## Task requirements
The entries below are to be printed again word for word.

===

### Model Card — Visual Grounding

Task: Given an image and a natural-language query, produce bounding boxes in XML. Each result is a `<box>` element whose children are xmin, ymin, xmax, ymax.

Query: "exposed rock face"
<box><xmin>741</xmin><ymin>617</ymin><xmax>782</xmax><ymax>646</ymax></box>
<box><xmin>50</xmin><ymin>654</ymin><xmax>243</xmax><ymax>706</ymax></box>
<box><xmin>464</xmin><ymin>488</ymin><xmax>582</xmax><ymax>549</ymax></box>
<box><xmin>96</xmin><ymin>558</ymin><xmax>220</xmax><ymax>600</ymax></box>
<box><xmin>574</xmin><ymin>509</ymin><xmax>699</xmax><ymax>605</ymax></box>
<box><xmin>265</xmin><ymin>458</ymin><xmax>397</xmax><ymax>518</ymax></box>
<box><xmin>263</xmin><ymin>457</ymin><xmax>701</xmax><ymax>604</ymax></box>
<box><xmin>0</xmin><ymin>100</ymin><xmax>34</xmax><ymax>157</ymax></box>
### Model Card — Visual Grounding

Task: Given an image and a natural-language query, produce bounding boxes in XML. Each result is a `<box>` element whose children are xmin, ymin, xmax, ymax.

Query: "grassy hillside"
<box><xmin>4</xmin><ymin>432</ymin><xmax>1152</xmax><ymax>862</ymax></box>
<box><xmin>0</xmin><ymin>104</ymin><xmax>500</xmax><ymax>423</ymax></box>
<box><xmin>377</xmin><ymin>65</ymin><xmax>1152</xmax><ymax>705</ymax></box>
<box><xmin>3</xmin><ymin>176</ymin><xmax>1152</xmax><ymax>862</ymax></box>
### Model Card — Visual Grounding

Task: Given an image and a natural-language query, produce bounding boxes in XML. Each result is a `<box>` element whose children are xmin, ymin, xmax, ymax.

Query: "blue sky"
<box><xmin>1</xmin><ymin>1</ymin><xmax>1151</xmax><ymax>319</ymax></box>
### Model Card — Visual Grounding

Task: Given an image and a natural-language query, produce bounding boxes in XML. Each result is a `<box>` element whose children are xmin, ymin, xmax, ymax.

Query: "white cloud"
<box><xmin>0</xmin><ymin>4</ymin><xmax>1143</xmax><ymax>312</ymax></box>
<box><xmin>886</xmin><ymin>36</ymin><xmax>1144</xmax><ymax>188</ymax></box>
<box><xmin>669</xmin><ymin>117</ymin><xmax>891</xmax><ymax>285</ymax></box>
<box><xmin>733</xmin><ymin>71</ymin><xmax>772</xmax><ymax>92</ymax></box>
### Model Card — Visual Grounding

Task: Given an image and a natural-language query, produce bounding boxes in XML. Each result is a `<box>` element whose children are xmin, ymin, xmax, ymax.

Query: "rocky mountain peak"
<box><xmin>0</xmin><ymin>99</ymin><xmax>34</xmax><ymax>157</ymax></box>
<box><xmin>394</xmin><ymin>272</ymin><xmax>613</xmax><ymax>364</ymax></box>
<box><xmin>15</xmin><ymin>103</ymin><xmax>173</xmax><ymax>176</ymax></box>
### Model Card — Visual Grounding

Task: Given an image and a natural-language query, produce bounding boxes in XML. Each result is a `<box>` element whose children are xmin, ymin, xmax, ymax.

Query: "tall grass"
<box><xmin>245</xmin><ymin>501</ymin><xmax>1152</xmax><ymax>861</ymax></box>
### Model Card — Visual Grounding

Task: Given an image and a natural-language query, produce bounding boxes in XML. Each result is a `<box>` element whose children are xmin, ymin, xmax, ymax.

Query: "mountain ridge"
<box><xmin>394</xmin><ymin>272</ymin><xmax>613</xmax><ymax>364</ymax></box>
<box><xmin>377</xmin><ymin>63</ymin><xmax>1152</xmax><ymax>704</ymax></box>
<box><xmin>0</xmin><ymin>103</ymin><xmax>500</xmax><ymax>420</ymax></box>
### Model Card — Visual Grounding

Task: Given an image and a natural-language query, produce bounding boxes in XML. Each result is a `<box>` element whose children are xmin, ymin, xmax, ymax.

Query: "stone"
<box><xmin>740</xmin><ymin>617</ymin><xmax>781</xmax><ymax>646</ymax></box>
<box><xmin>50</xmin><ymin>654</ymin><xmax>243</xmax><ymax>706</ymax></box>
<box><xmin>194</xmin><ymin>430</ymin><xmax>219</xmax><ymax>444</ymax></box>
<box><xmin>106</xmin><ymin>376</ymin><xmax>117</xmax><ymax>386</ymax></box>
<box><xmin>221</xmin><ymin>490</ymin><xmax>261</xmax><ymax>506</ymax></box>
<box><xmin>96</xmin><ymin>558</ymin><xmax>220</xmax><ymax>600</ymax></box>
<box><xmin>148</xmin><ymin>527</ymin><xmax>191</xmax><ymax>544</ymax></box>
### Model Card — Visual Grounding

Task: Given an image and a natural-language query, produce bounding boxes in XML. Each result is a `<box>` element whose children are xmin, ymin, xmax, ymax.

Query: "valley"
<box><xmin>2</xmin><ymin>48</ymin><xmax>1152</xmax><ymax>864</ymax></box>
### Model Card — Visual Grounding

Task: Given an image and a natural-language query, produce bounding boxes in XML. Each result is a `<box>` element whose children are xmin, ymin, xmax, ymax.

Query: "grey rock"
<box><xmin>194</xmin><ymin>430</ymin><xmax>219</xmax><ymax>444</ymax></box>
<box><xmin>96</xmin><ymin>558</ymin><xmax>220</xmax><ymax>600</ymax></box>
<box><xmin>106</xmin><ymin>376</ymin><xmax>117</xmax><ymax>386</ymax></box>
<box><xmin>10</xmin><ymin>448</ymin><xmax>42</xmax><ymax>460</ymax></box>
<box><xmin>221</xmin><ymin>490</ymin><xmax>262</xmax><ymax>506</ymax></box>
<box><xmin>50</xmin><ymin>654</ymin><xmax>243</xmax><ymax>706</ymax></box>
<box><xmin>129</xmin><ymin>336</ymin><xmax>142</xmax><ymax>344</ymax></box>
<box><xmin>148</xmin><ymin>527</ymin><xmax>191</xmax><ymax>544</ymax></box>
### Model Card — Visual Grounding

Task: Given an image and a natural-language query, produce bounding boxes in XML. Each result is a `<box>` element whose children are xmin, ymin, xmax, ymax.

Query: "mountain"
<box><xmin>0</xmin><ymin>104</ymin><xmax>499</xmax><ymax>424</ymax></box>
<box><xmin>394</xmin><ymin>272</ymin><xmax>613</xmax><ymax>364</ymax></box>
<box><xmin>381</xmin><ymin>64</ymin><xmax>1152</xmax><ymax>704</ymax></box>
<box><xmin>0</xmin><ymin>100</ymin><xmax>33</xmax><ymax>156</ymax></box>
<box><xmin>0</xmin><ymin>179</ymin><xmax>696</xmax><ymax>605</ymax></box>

===

## Worked solution
### Model Card — Visual Grounding

Task: Given an image and a natural-language query, produce bounding boxes in XML. Each result is a `<box>` element whose children are xmin, ymin, xmax, ymax.

Query: "exposed rock face"
<box><xmin>741</xmin><ymin>617</ymin><xmax>782</xmax><ymax>646</ymax></box>
<box><xmin>50</xmin><ymin>654</ymin><xmax>243</xmax><ymax>706</ymax></box>
<box><xmin>464</xmin><ymin>488</ymin><xmax>582</xmax><ymax>549</ymax></box>
<box><xmin>96</xmin><ymin>558</ymin><xmax>220</xmax><ymax>600</ymax></box>
<box><xmin>574</xmin><ymin>509</ymin><xmax>699</xmax><ymax>605</ymax></box>
<box><xmin>265</xmin><ymin>458</ymin><xmax>397</xmax><ymax>518</ymax></box>
<box><xmin>263</xmin><ymin>457</ymin><xmax>701</xmax><ymax>604</ymax></box>
<box><xmin>0</xmin><ymin>100</ymin><xmax>34</xmax><ymax>157</ymax></box>
### Model Card — Visual Grounding

Task: Given an image and a natural-language query, produce bounding boxes in XML. Each result is a `<box>` element whose children are xmin, ymin, xmax, ymax.

Query: "grassy hillside"
<box><xmin>4</xmin><ymin>432</ymin><xmax>1152</xmax><ymax>862</ymax></box>
<box><xmin>0</xmin><ymin>104</ymin><xmax>500</xmax><ymax>423</ymax></box>
<box><xmin>377</xmin><ymin>65</ymin><xmax>1152</xmax><ymax>705</ymax></box>
<box><xmin>3</xmin><ymin>176</ymin><xmax>1152</xmax><ymax>862</ymax></box>
### Model Card — Visual Grounding

Task: Given an image and a natural-language query, produce bounding boxes in XML. Each result is a `<box>` element whose children are xmin, ymin, xmax, ymax.

Query: "blue sky"
<box><xmin>1</xmin><ymin>1</ymin><xmax>1151</xmax><ymax>319</ymax></box>
### Model Card — Visual Grounding

Task: Given an image and a natural-language query, produce bounding boxes in XML. Each result is a `<box>` element whose children are xmin, ymin, xmax, ymax.

Query: "white cloud"
<box><xmin>0</xmin><ymin>4</ymin><xmax>1143</xmax><ymax>312</ymax></box>
<box><xmin>886</xmin><ymin>36</ymin><xmax>1144</xmax><ymax>188</ymax></box>
<box><xmin>669</xmin><ymin>117</ymin><xmax>891</xmax><ymax>285</ymax></box>
<box><xmin>733</xmin><ymin>71</ymin><xmax>772</xmax><ymax>92</ymax></box>
### Model Card — Visual Grounding

Task: Given an image and a natural-language query, produce bounding boxes in XML. Each result is a `<box>` element whose children are xmin, ymin, xmax, ymax.

Query: "rocky mountain peak"
<box><xmin>0</xmin><ymin>99</ymin><xmax>34</xmax><ymax>157</ymax></box>
<box><xmin>394</xmin><ymin>272</ymin><xmax>613</xmax><ymax>364</ymax></box>
<box><xmin>15</xmin><ymin>103</ymin><xmax>173</xmax><ymax>176</ymax></box>
### Model Card — Visual Grounding

Task: Given an image and a natural-language query, produce bounding boxes in XML. Each result is a `<box>` element whose children are xmin, ymin, xmax, ymax.

Query: "tall grass"
<box><xmin>245</xmin><ymin>501</ymin><xmax>1152</xmax><ymax>861</ymax></box>
### Model Card — Visual Grounding

Task: Given an image and a natural-language query, produce bounding boxes in XML. Each result is a `<box>` element whose children are xmin, ymin, xmax, ymax.

Query: "mountain ridge"
<box><xmin>394</xmin><ymin>272</ymin><xmax>613</xmax><ymax>364</ymax></box>
<box><xmin>377</xmin><ymin>63</ymin><xmax>1152</xmax><ymax>704</ymax></box>
<box><xmin>0</xmin><ymin>103</ymin><xmax>500</xmax><ymax>420</ymax></box>
### Model Card — Visual Grounding

Task: Given an image and a natural-language query, produce bounding boxes in XML. Each result is a `<box>` element whose children are xmin, ymin, xmax, ymax.

Query: "stone"
<box><xmin>740</xmin><ymin>617</ymin><xmax>781</xmax><ymax>646</ymax></box>
<box><xmin>50</xmin><ymin>654</ymin><xmax>243</xmax><ymax>706</ymax></box>
<box><xmin>194</xmin><ymin>430</ymin><xmax>219</xmax><ymax>444</ymax></box>
<box><xmin>106</xmin><ymin>376</ymin><xmax>117</xmax><ymax>386</ymax></box>
<box><xmin>221</xmin><ymin>490</ymin><xmax>261</xmax><ymax>506</ymax></box>
<box><xmin>96</xmin><ymin>558</ymin><xmax>220</xmax><ymax>600</ymax></box>
<box><xmin>148</xmin><ymin>527</ymin><xmax>191</xmax><ymax>544</ymax></box>
### Model Card — Visual Grounding

Task: Given an image and a natural-language query, produce bounding boxes in XML. Each result is a `<box>` element whose children are xmin, ymin, xmax, ymax.

Query: "valley"
<box><xmin>2</xmin><ymin>48</ymin><xmax>1152</xmax><ymax>864</ymax></box>
### Model Card — Visual Grounding

Task: Given an image and a natural-language query, produce bounding boxes in XML. Each result is a `<box>` element whose children are xmin, ymin, xmax, ymax.

Query: "grey rock"
<box><xmin>194</xmin><ymin>430</ymin><xmax>219</xmax><ymax>444</ymax></box>
<box><xmin>96</xmin><ymin>558</ymin><xmax>220</xmax><ymax>600</ymax></box>
<box><xmin>106</xmin><ymin>376</ymin><xmax>117</xmax><ymax>386</ymax></box>
<box><xmin>10</xmin><ymin>448</ymin><xmax>42</xmax><ymax>460</ymax></box>
<box><xmin>221</xmin><ymin>490</ymin><xmax>262</xmax><ymax>506</ymax></box>
<box><xmin>50</xmin><ymin>654</ymin><xmax>243</xmax><ymax>706</ymax></box>
<box><xmin>129</xmin><ymin>336</ymin><xmax>142</xmax><ymax>344</ymax></box>
<box><xmin>148</xmin><ymin>527</ymin><xmax>191</xmax><ymax>544</ymax></box>
### Model Card — Visual Grounding

Task: Given an image and a natural-language query, produce bounding boxes in XML. Each result is a `<box>` element whose children are xmin, ymin, xmax, ymax.

Query: "mountain"
<box><xmin>0</xmin><ymin>104</ymin><xmax>499</xmax><ymax>424</ymax></box>
<box><xmin>394</xmin><ymin>272</ymin><xmax>613</xmax><ymax>364</ymax></box>
<box><xmin>381</xmin><ymin>64</ymin><xmax>1152</xmax><ymax>704</ymax></box>
<box><xmin>0</xmin><ymin>100</ymin><xmax>33</xmax><ymax>156</ymax></box>
<box><xmin>0</xmin><ymin>179</ymin><xmax>696</xmax><ymax>605</ymax></box>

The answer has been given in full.